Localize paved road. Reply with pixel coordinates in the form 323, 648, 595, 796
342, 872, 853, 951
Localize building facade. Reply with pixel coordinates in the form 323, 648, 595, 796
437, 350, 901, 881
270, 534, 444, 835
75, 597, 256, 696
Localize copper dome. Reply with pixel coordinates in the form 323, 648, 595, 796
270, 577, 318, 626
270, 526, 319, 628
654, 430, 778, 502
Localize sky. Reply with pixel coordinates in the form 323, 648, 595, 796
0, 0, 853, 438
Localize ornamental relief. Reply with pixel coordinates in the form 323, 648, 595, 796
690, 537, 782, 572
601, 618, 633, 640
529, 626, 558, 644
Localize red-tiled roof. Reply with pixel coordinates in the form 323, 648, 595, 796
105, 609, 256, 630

------------

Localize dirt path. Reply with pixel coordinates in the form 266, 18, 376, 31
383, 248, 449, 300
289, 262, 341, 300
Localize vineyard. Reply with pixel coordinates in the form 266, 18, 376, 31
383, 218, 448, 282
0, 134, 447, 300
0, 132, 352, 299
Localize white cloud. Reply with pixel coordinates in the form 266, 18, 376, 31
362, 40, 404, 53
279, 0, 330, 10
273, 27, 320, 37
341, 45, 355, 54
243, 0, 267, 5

------------

(PROBLEM TO SOLVE) Convert the lines of the items, starting at the line that contains "Localize paved road." and ending at the line that contains "105, 609, 256, 630", into a numbered list, leaving out any blank lines.

(TASK RESULT)
1. Localize paved road. Reply with pixel coordinates in the form 323, 648, 595, 796
2. 342, 872, 853, 951
3. Localize building facade. Reply with pixel coordinates in the form 323, 648, 595, 796
4. 437, 350, 901, 881
5. 270, 534, 444, 835
6. 75, 597, 256, 696
7. Localize copper dome. Reply with pixel coordinates in the form 323, 648, 595, 796
8. 270, 577, 318, 626
9. 270, 526, 319, 628
10. 654, 430, 778, 502
11. Localize sky. Reply with pixel coordinates in the form 323, 648, 595, 796
12. 0, 0, 853, 438
13. Localize ornamental relief. Reply with pixel coordinates in the form 323, 648, 595, 796
14. 690, 537, 782, 572
15. 601, 618, 633, 640
16. 529, 626, 558, 644
17. Localize red-tiled roof. Reply with pixel coordinates in the form 323, 648, 595, 796
18. 105, 609, 256, 630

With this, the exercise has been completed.